### SHORT TASK
Can you update the material below so that every "dataset curation" becomes "quality review", with everything else unchanged? Leave the pictures out of your version.

### MATERIAL FOR THIS TASK
═══

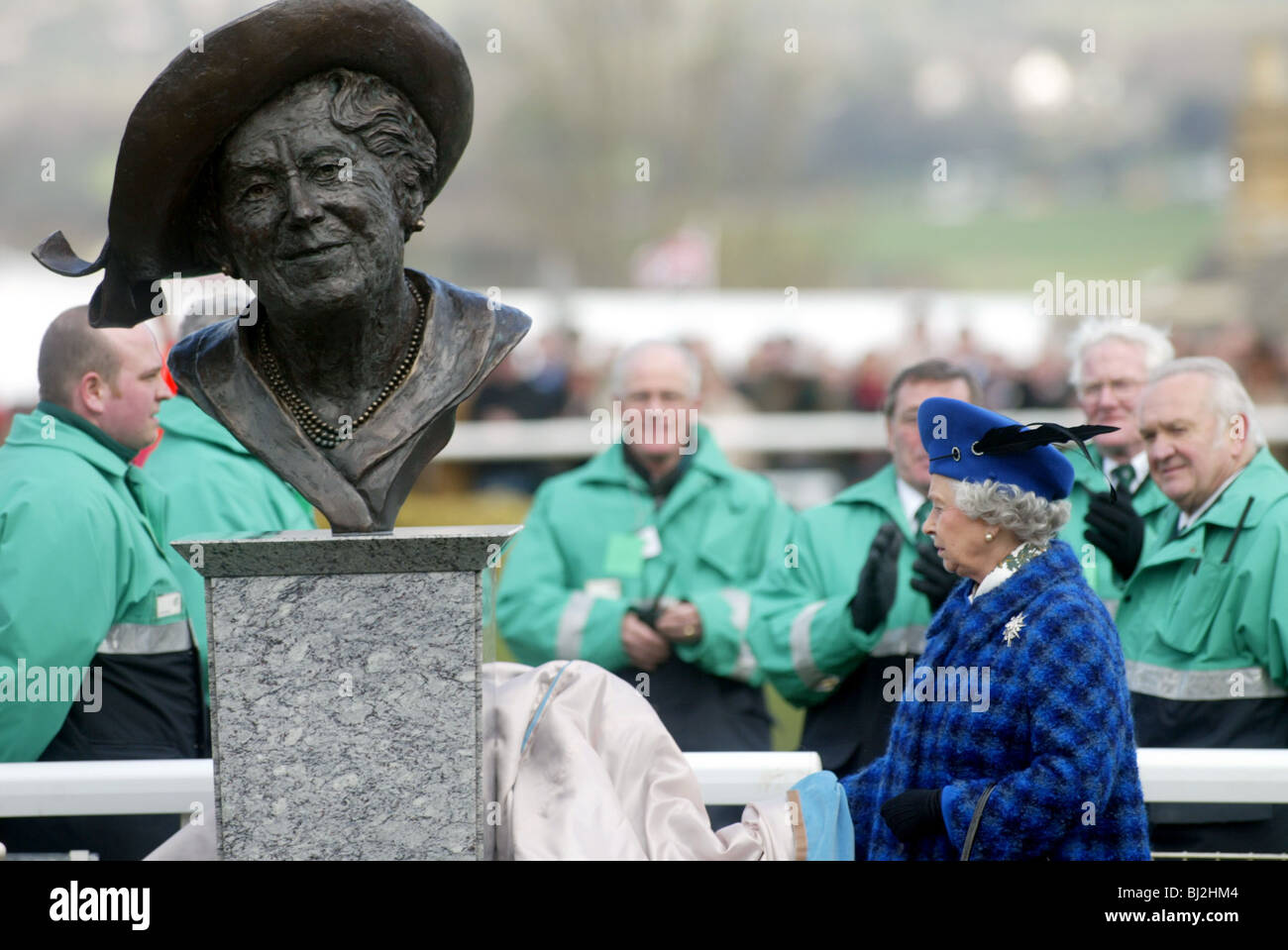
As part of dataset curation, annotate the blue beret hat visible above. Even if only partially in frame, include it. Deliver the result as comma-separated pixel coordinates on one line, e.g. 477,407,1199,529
917,396,1087,500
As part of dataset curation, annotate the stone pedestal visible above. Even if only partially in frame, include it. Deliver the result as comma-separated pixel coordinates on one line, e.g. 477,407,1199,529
175,525,518,860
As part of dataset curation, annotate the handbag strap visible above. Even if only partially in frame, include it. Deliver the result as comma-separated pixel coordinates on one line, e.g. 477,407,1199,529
961,782,997,861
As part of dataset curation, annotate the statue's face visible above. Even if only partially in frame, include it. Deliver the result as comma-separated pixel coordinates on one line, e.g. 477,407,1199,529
219,91,404,313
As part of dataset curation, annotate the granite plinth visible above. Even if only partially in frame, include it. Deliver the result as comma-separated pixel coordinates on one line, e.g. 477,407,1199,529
174,526,518,860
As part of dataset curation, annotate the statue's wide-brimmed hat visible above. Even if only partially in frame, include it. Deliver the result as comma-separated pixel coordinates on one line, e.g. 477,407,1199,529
917,396,1117,500
33,0,474,327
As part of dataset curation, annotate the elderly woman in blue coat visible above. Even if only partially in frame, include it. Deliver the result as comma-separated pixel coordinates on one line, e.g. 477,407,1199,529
842,398,1149,860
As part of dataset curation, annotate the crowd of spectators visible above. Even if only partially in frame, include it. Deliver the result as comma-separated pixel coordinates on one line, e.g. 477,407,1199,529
461,323,1288,494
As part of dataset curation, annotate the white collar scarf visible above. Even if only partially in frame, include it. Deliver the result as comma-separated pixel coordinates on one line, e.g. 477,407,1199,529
970,541,1046,603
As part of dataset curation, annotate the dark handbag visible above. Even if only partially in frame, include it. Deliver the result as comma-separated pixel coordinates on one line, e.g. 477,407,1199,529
961,782,997,861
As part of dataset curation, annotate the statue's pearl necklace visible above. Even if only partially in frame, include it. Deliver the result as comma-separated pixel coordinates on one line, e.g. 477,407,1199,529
259,274,428,448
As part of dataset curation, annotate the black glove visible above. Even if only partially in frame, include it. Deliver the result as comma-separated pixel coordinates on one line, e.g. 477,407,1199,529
850,521,903,633
881,788,948,844
1083,491,1145,580
909,535,961,611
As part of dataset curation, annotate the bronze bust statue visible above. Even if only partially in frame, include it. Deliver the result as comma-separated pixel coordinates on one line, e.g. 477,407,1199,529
36,0,531,532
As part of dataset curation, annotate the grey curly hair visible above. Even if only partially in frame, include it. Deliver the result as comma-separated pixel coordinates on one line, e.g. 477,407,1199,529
956,478,1069,547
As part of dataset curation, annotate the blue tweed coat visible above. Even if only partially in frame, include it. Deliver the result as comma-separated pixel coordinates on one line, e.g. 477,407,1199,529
842,541,1149,860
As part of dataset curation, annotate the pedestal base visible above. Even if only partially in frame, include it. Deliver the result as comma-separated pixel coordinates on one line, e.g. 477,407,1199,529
175,526,516,860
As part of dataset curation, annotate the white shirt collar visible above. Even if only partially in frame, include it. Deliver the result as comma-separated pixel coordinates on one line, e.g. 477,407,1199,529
894,475,926,537
1176,466,1246,534
1100,451,1149,494
969,541,1046,603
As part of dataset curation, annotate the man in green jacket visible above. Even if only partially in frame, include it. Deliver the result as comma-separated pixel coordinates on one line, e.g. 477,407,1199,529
0,306,210,859
143,303,317,697
1060,319,1176,615
1117,358,1288,852
496,343,793,820
748,360,980,775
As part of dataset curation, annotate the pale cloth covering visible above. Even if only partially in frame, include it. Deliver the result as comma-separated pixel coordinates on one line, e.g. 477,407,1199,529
483,661,799,860
149,661,805,861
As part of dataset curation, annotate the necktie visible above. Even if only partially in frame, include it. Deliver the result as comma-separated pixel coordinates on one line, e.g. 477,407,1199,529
1111,465,1136,498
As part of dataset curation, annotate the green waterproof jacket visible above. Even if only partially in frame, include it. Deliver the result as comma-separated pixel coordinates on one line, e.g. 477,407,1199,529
0,403,205,762
750,465,930,706
145,395,317,696
496,426,794,685
1059,446,1177,616
1117,448,1288,700
1117,448,1288,834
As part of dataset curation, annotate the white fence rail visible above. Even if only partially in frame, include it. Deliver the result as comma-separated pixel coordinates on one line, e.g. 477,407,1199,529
438,405,1288,463
0,749,1288,817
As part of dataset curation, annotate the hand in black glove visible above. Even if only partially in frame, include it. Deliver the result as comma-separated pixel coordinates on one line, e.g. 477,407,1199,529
850,521,903,633
1083,491,1145,580
881,788,948,844
909,543,961,611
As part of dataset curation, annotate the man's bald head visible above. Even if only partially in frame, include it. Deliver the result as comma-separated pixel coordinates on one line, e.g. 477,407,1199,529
36,306,121,409
36,306,170,450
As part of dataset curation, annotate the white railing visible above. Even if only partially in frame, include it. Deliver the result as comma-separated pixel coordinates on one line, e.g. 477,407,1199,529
438,405,1288,463
0,749,1288,817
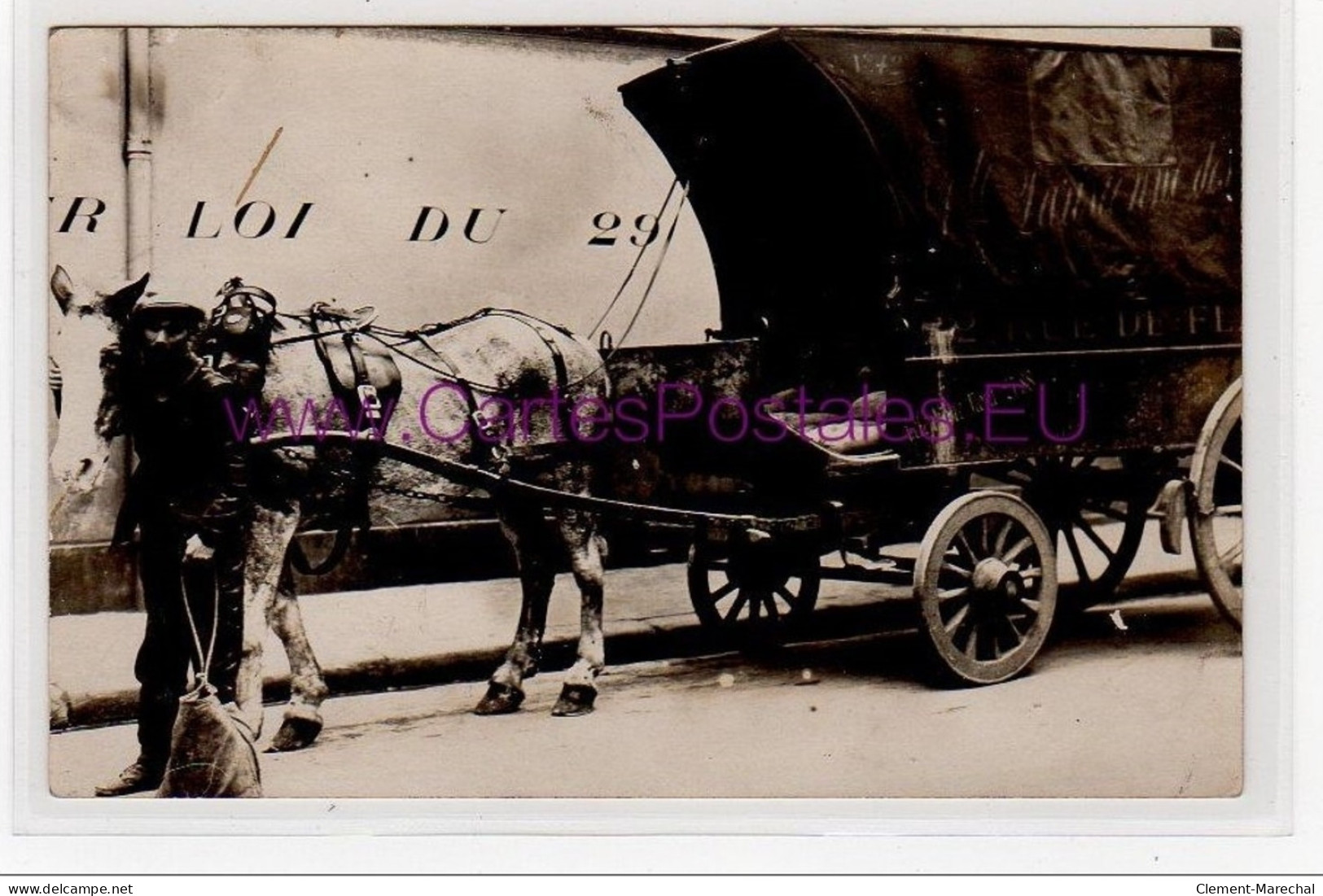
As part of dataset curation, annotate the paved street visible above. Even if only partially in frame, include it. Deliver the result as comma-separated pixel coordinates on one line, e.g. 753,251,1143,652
50,526,1242,797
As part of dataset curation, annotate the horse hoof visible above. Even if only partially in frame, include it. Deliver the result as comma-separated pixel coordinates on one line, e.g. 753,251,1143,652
266,716,322,754
552,684,597,718
474,682,524,715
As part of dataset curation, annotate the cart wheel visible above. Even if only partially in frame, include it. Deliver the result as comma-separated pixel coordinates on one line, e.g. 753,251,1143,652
1007,456,1155,608
1189,379,1245,631
688,540,821,637
914,492,1057,684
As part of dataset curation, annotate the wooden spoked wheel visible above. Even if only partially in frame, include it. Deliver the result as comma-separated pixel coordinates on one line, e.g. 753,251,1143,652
688,540,821,638
914,492,1057,684
1007,456,1155,606
1189,379,1245,629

═══

### RESULT FOR THIS TASK
As part of quality review, annotate the blue beret hat visible above. Even if only partially in frame, include it. Deliver the result as comma-separated pixel coordinates on one line, e.g. 477,407,1199,529
917,396,1087,500
As part of quality review, annotate the stone pedestal visible above. Even if only partially in frame, include it. Deliver the result as comma-separated pixel coordinates on one line, e.g. 477,407,1199,529
175,525,518,860
As part of quality review, annotate the handbag strap visible above. Even if only partially in frame, include it. Deliver the result as comma-separated pixel coordinates on one line, e.g. 477,407,1199,529
961,782,997,861
As part of quality review, annotate the statue's face visible above. Even if only partially in frame, include it. Deliver the result as comma-separated pixel coordinates on one line, e.g. 477,407,1199,529
219,91,404,313
As part of quality review, annotate the granite plinth visible above. Even if only partially in frame, include it. Deliver the result as comma-separated pixel coordinates on one line, e.g. 477,407,1199,529
174,526,518,860
As part of quality review, annotate the statue's wide-brimmed hat visible above. Even if only partially in frame, include it. Deliver the result as comma-separated pixel coordinates on one line, e.g. 477,407,1199,529
917,396,1117,500
33,0,474,327
As part of quality review, annotate the elderly woman in blue coat visible above. Even if only partially in frame, include it. Deliver the result as comma-separated pixel coordinates on one line, e.g. 477,407,1199,529
842,398,1149,860
As part of quality review, annotate the crowd of spectators visible above. Even if only partially in frame, include it. Deliver the result as comma-separated pixel coordinates on one line, e.g. 477,407,1199,529
461,323,1288,494
As part of quality review, annotate the white collar scarf visible above. Even if only partially in frame, include it. Deliver the result as comma-separated pixel coordinates on one line, e.g. 477,407,1199,529
970,541,1046,603
As part of quality review, annotate the dark handbag visible above. Even if only partially in frame, include it. Deliver the result as comma-separated pixel coordinates on one line, e.g. 477,407,1199,529
961,782,997,861
As part of quality review, annotate the statue's pearl necklace visible above. Even if only partially in frame, include it. Deliver the result as comma-separated pixel coordinates on one line, e.g. 477,407,1199,529
259,274,428,448
As part of quality review, annotate the black glove visible above. Even if only partially in frame, include it. Deliver the result as comma-separated pixel coordinates on one line, e.g. 477,407,1199,529
850,521,903,633
881,788,948,844
1083,491,1145,580
909,535,961,611
As part of quality review, annotate the bronze bust statue visible above. Even if only partially in frame, include it. Deliver the result as comma-separated pixel coordinates on one line, e.g. 477,407,1199,529
36,0,531,532
As part of quality review, annotate the grey curly hair visible above. Even if only partially in frame, include it. Deliver the result as comma-separated pixel coordinates on one line, e.g. 477,407,1199,529
956,478,1069,547
As part of quality review, annotate the blue tweed coat visible above. Even if only partially in frame, include it. Deliver the result as comma-separated pixel coordinates on one line, e.g. 477,407,1199,529
842,541,1149,860
As part of quality review, annotate the pedestal base visible above. Even if only partially in frame, include it. Deliver the result as comma-separated pixel coordinates on one line, e.g. 477,407,1199,529
175,526,516,860
As part of quality review, annotate the white shirt collar visible above. Even if only partially in frame, include it. Deliver the result as comma-separated pixel coordinates on one line, e.g. 477,407,1199,529
894,475,926,537
1176,466,1246,534
1100,451,1149,494
969,541,1046,603
As part of quality review, annotate the man in green jacket visible above. Even if only partially in frame, include it. Deliver the result as comma-separated pixel coordinates on one line, e.g. 477,407,1199,529
0,306,210,859
143,303,317,697
1060,319,1176,615
1117,358,1288,852
496,343,793,820
748,360,980,775
As part of quality review, annotate the pale cloth covering visible above. Even if only partially in frame, include it. Deliver the result as comma-separated pixel coordinates on one line, e.g. 477,407,1199,529
483,661,799,860
149,661,805,861
As part of quality review, annotate the necktie visible above. Even if only partially in frame, include it. Deliver the result as comma-separated pixel coordinates on one line, e.g. 477,407,1199,529
1111,465,1136,498
As part of quality review, annotate the green waterproof jacket visible above. Even if only partially in frame, include it. Deliver the result as comma-separated pixel coordinates on one line, e.g. 477,407,1199,529
0,403,205,762
750,465,930,706
145,395,317,696
496,426,794,685
1059,446,1177,616
1117,448,1288,700
1117,448,1288,834
As part of quality review, annotate the white fence rail visible above. Even if only partially in frame, include it. Deliver the result as comma-separated pixel coordinates on one line, e.g. 477,407,1199,529
438,405,1288,463
0,749,1288,817
As part of quality review, annotate the hand in black glove visible above. Even if only partially in frame, include it. Deliver the result as comma-separated pixel coordinates on one line, e.g. 477,407,1199,529
850,521,903,633
1083,491,1145,580
881,788,948,844
909,543,961,611
As part of quality review, annotate the man's bald head visible above. Even if only partially in frame, include it. Deliver the result as comma-separated pixel coordinates on one line, e.g. 477,407,1199,529
36,306,121,409
36,306,170,450
As part of quality review, annotate the white railing visible above. Even if only partially in frame, include it. Deliver the result as comma-separated pixel coordinates on one line, e.g. 477,407,1199,529
438,405,1288,463
0,749,1288,817
As part of quality review, annotate the paved street visible above. Even if only partially in frame, include it. Deliver the result as comma-separated pixel coordinates on one line, e.g. 753,251,1143,652
50,526,1242,797
As part of quality review, annotate the horse hoof visible above. Even if only partially in frame, include it. Deliver the result as comma-separated pixel coordinates on one line, e.g. 753,251,1143,652
266,716,322,754
552,684,597,718
474,682,524,715
As part of quality review, annotate the cart wheel visible above. Even if only partially in frame, include it. Deliver the result as comma-separated pixel coordinates on one line, e.g. 753,251,1143,652
1007,456,1155,608
1189,379,1245,631
688,540,821,637
914,492,1057,684
As part of quality review, annotate the wooden spoked wheel visible above. Even if only partially in frame, include it. Deliver the result as comma-separated pixel coordinates on one line, e.g. 753,251,1143,652
688,540,821,638
914,492,1057,684
1007,456,1155,606
1189,379,1245,629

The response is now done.